*FRAGMENTO CITADO:*
------------------------------------------------------------------------

De la ética

Francisco J. Fernández

Francisco J. Fernández (San Sebastián, 1967). Doctor en Filosofía. Ha sido profesor en la Universidad de Jaén e investigador en la Universidad del País Vasco. Actualmente es profesor de secundaria. Sus últimas publicaciones: Lycofrón. Diario de clase y El resto de la idea.

René Descartes.
René Descartes.

Recordaré algunas cosas que cualquier alumno de bachillerato (así como su profesor) debe saber. En 1647 René Descartes publica la edición francesa de Los principios de la filosofía (la edición latina era de 1644). Desde luego, no es el mejor de sus libros, dado que tenía un propósito didáctico y compendioso, pero resulta que con ocasión de esa nueva edición Descartes incluyó una carta dirigida al traductor (Claude Picot) que debía servir de prefacio de la obra.

En efecto, es una carta magnífica y allí aparece la célebre imagen del árbol de la filosofía, cuyas raíces son la metafísica, el tronco la física y las ramas las diferentes disciplinas, destacándose tres en particular: la medicina, la mecánica y la moral. Descartes indicaba asimismo el modo y el orden en que a su juicio uno debería instruirse. Pues bien: el final de ese recorrido no es otro que la moral, por la sencilla razón de que presupone los saberes anteriores. Ítem más: no sé dónde leí que Spinoza tuvo la intención de titular su Ética demostrada según el orden geométrico (publicada póstumamente en 1677) como simplemente Philosophia. Spinoza tenía sus buenas razones tanto para una cosa como para la otra, pues el árbol de Descartes se encontraba detrás de esas denominaciones. Pero, ¡ay!, no estamos en el siglo XVII, y apenas si podemos entender el theoria cum praxi de Leibniz.

El primer contacto que un alumno tiene con algo parecido a la filosofía empieza por las ramas, es decir, es de naturaleza ética o ético-política: esto es, el ámbito de la razón práctica frente a lo que otros considerarían la razón pura o la filosofía puramente teórica. Muchos reaccionan con razón ante esta estúpida oposición, aunque quizá no de la mejor manera posible. De hecho, una de esas reacciones consiste en sobredimensionar la importancia de lo práctico frente a la aridez adusta de lo teórico, frecuentemente identificado con lo meramente académico, de tal forma que poco a poco va colonizando el árbol entero (no es de extrañar en este sentido el renacimiento contemporáneo de socráticos menores, de cínicos y estoicos, hasta de epicúreos y escépticos). Es como si su propósito final fuera que decir ética significara sencillamente decir filosofia.

Como todavía la cosa se les resiste y todo va muy lento, otros han optado por una estrategia aún más sibilina. Su objetivo es un poco distinto: la emancipación completa respecto de la propia filosofía, ya que, después de todo, históricamente, ha sido la variante más exitosa (por cierto, los lógicos están esperando a ver qué pasa con los practiquillos para dar ellos mismos el paso definitivo, dado que el desprecio de los matemáticos siempre les ha cohibido un poco). Y es que se dan cuenta de que todavía pueden aprovecharse parasitariamente del cuerpo exangüe de la filosofía: es la estrategia del tumor benigno. Algunos pobres y cándidos filósofos se dedican a alimentar ese tumor, pues no en vano es sangre de su sangre y no acaban de creérselo.

Es hora quizá de oxear estos espantajos y destruir el piso donde vuelcan esas sombras. Hipócrates decía que la cirugía es el fracaso de la medicina. Puede ser, pero necesitamos imperiosamente un fármaco que reabsorba esa excrecencia que nos ha salido a los filósofos. Ni Descartes ni Spinoza ni Leibniz nos lo perdonarían (y tampoco Kant, aunque algunos se embocen con él). ¿Cómo hacerlo sin escamocharlo todo?

------------------------------------------------------------------------

*TAREA PROPUESTA:*
Responda a partir del texto sobre la ética:
(a) ¿En qué año publica Descartes la edición francesa de Los principios de la filosofía?
(b) ¿Qué tres ramas del árbol de la filosofía se destacan en particular?
(c) Según Hipócrates, ¿qué es la cirugía?

*MATERIAL DE ANÁLISIS:*

------------------------------------------------------------------------

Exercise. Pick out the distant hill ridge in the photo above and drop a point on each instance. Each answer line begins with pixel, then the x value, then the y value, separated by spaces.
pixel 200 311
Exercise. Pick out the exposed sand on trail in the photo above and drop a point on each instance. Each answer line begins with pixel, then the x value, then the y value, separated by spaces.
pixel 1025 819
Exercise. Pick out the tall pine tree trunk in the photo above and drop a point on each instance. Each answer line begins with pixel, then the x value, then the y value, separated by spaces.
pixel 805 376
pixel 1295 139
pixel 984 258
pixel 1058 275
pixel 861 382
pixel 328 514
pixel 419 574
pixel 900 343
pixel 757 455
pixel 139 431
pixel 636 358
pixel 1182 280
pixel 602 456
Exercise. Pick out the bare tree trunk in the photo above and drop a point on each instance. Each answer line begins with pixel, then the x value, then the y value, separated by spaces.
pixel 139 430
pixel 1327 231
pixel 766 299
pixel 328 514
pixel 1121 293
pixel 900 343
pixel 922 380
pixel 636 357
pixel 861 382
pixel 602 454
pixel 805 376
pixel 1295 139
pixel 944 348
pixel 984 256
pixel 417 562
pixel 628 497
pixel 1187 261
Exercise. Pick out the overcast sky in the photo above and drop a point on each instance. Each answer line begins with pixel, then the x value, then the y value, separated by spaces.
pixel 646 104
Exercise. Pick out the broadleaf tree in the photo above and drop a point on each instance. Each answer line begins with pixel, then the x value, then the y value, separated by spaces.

------------------------------------------------------------------------

*SOLUCIÓN DEL EJERCICIO:*
(a) En 1647.
(b) La medicina, la mecánica y la moral.
(c) El fracaso de la medicina.